• [RECORDS FOR THIS TASK]

------------------------------------------------

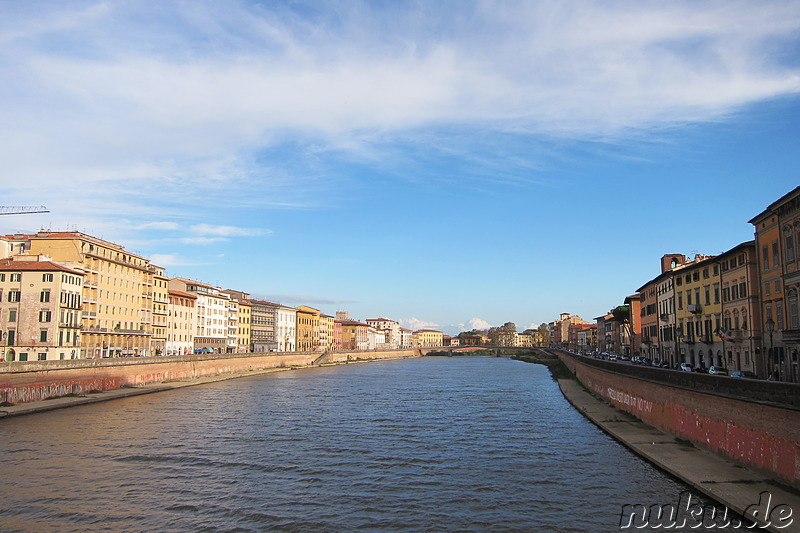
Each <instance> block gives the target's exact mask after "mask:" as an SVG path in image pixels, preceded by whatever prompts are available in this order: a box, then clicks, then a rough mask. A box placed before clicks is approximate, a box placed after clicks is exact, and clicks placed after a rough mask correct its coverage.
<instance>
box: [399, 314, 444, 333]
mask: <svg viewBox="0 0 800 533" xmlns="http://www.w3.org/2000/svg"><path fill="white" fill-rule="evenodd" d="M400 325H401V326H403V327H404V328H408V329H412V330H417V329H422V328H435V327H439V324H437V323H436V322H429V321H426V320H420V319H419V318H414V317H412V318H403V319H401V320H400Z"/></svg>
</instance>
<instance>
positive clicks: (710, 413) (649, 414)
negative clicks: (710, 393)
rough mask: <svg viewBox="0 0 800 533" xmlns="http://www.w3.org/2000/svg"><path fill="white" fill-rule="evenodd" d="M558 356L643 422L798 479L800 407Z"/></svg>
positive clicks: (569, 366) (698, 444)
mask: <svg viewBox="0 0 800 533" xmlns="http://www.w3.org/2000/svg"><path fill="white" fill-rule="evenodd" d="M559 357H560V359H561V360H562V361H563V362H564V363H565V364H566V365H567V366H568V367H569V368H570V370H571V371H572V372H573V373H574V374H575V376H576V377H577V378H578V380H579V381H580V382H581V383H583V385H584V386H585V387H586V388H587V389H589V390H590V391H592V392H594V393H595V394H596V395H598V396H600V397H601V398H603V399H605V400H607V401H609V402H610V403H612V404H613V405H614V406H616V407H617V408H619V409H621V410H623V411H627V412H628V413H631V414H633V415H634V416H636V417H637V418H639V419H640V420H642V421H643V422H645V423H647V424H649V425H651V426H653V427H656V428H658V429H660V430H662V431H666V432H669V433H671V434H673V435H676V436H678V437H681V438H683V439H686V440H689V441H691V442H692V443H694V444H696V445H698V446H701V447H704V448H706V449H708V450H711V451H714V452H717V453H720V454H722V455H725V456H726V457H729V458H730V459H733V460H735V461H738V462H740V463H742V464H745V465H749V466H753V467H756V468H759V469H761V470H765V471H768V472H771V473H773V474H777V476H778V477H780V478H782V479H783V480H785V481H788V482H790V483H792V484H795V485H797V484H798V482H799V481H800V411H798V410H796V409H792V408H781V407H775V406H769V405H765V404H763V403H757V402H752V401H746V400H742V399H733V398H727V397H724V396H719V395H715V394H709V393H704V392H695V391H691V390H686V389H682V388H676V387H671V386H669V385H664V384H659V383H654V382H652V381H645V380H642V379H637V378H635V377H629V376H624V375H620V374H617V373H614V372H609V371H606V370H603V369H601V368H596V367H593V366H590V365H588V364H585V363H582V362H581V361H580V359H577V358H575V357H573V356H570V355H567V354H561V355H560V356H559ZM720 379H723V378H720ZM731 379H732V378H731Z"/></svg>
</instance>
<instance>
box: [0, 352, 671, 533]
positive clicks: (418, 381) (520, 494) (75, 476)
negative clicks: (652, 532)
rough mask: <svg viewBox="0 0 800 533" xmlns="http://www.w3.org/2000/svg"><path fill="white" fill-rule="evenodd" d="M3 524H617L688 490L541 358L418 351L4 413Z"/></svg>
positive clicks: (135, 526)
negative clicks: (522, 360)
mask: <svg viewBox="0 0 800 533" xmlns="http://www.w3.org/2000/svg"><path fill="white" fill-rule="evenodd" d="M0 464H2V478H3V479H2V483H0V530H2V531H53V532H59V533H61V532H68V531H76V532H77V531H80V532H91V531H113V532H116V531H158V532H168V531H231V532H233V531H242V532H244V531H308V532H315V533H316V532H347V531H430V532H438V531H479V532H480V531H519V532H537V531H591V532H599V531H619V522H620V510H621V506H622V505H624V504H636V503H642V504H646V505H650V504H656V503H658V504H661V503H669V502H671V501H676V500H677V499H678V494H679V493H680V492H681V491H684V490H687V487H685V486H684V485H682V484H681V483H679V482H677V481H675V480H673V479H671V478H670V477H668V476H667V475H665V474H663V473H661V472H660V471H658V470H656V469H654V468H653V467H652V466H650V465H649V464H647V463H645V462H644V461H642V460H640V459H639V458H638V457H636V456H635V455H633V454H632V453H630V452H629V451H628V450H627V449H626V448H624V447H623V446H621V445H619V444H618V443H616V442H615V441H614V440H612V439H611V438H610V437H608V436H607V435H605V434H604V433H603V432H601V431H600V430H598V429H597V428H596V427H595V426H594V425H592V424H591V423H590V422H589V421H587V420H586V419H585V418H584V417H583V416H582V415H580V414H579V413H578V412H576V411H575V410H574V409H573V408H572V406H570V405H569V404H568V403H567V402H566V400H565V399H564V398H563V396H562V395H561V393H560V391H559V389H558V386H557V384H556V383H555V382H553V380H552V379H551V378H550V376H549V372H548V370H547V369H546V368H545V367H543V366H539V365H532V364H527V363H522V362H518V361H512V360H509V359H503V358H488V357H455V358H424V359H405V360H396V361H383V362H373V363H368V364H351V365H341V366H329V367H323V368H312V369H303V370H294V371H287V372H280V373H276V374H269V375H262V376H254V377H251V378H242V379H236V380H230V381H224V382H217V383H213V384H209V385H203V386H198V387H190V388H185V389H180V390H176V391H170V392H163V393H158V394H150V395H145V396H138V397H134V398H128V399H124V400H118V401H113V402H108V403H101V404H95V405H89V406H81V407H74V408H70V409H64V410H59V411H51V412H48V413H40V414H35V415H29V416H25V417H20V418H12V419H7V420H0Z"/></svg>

------------------------------------------------

• [WORK TO BE COMPLETED] A faithful, word-for-word copy of the data is needed; the pictures should not appear in it.

• [RESULT FOR THIS TASK]
Each <instance> block gives the target's exact mask after "mask:" as an SVG path in image pixels, preceded by whatever prompts are available in this order: a box, then clicks, then a rough mask. A box placed before clicks is approximate, a box placed after clicks is exact, and clicks placed after a rough mask correct its coverage.
<instance>
box: [399, 314, 444, 333]
mask: <svg viewBox="0 0 800 533" xmlns="http://www.w3.org/2000/svg"><path fill="white" fill-rule="evenodd" d="M400 325H401V326H403V327H404V328H408V329H412V330H417V329H422V328H435V327H439V324H437V323H436V322H429V321H426V320H420V319H419V318H414V317H412V318H403V319H401V320H400Z"/></svg>
</instance>
<instance>
positive clicks: (710, 413) (649, 414)
negative clicks: (710, 393)
rough mask: <svg viewBox="0 0 800 533" xmlns="http://www.w3.org/2000/svg"><path fill="white" fill-rule="evenodd" d="M558 356L643 422L798 479L800 407Z"/></svg>
positive clicks: (569, 366) (698, 444)
mask: <svg viewBox="0 0 800 533" xmlns="http://www.w3.org/2000/svg"><path fill="white" fill-rule="evenodd" d="M559 357H560V359H561V360H562V361H563V362H564V363H565V364H566V365H567V366H568V367H569V368H570V370H571V371H572V372H573V373H574V374H575V376H576V377H577V378H578V380H579V381H580V382H581V383H583V385H584V386H585V387H586V388H587V389H589V390H590V391H592V392H594V393H595V394H596V395H598V396H600V397H601V398H603V399H605V400H607V401H609V402H610V403H612V404H613V405H614V406H616V407H617V408H619V409H621V410H623V411H627V412H628V413H631V414H633V415H634V416H636V417H637V418H639V419H640V420H642V421H643V422H645V423H647V424H649V425H651V426H653V427H656V428H658V429H660V430H662V431H666V432H669V433H671V434H673V435H676V436H678V437H681V438H683V439H686V440H689V441H691V442H692V443H694V444H696V445H698V446H701V447H704V448H706V449H708V450H711V451H714V452H717V453H720V454H722V455H725V456H726V457H729V458H730V459H733V460H735V461H738V462H740V463H742V464H745V465H749V466H753V467H756V468H759V469H761V470H765V471H768V472H771V473H773V474H777V476H778V477H780V478H782V479H783V480H785V481H788V482H790V483H792V484H795V485H797V484H798V482H799V481H800V411H798V410H796V409H792V408H781V407H775V406H769V405H765V404H763V403H757V402H752V401H746V400H742V399H733V398H727V397H724V396H719V395H715V394H709V393H704V392H695V391H691V390H686V389H682V388H676V387H671V386H669V385H664V384H659V383H654V382H652V381H645V380H642V379H637V378H635V377H629V376H624V375H620V374H617V373H614V372H609V371H606V370H603V369H601V368H596V367H593V366H590V365H588V364H585V363H582V362H581V361H580V359H577V358H575V357H573V356H570V355H567V354H561V355H560V356H559ZM720 379H723V378H720ZM731 379H732V378H731Z"/></svg>
</instance>
<instance>
box: [0, 352, 671, 533]
positive clicks: (418, 381) (520, 494) (75, 476)
negative clicks: (652, 532)
rough mask: <svg viewBox="0 0 800 533" xmlns="http://www.w3.org/2000/svg"><path fill="white" fill-rule="evenodd" d="M3 524H617L688 490L541 358L418 351L4 413Z"/></svg>
positive clicks: (135, 526)
negative clicks: (522, 360)
mask: <svg viewBox="0 0 800 533" xmlns="http://www.w3.org/2000/svg"><path fill="white" fill-rule="evenodd" d="M0 464H2V478H3V479H2V483H0V530H2V531H53V532H59V533H61V532H68V531H76V532H77V531H80V532H91V531H113V532H116V531H158V532H168V531H231V532H233V531H242V532H244V531H308V532H315V533H316V532H347V531H430V532H438V531H479V532H480V531H519V532H537V531H591V532H599V531H619V522H620V510H621V506H622V505H624V504H636V503H642V504H646V505H650V504H656V503H658V504H661V503H669V502H671V501H676V500H677V499H678V494H679V493H680V492H681V491H684V490H687V487H685V486H684V485H682V484H681V483H679V482H677V481H675V480H673V479H671V478H670V477H668V476H667V475H665V474H663V473H661V472H660V471H658V470H656V469H654V468H653V467H652V466H650V465H649V464H647V463H645V462H644V461H642V460H640V459H639V458H638V457H636V456H635V455H633V454H632V453H630V452H629V451H628V450H627V449H626V448H624V447H623V446H621V445H619V444H618V443H616V442H615V441H614V440H612V439H611V438H610V437H608V436H607V435H605V434H604V433H603V432H601V431H600V430H598V429H597V428H596V427H595V426H594V425H592V424H591V423H590V422H589V421H587V420H586V419H585V418H584V417H583V416H582V415H580V414H579V413H578V412H576V411H575V410H574V409H573V408H572V406H570V405H569V404H568V403H567V402H566V400H565V399H564V398H563V396H562V395H561V393H560V391H559V389H558V386H557V384H556V383H555V382H553V380H552V379H551V378H550V376H549V372H548V370H547V369H546V368H545V367H543V366H539V365H532V364H527V363H522V362H518V361H512V360H509V359H503V358H488V357H455V358H424V359H405V360H396V361H383V362H373V363H368V364H351V365H341V366H329V367H323V368H312V369H303V370H294V371H287V372H280V373H276V374H269V375H262V376H254V377H251V378H242V379H236V380H230V381H224V382H217V383H213V384H209V385H203V386H198V387H190V388H185V389H180V390H176V391H170V392H163V393H158V394H150V395H145V396H138V397H134V398H128V399H124V400H118V401H113V402H108V403H101V404H95V405H89V406H81V407H74V408H70V409H64V410H59V411H51V412H48V413H40V414H35V415H29V416H25V417H20V418H12V419H7V420H0Z"/></svg>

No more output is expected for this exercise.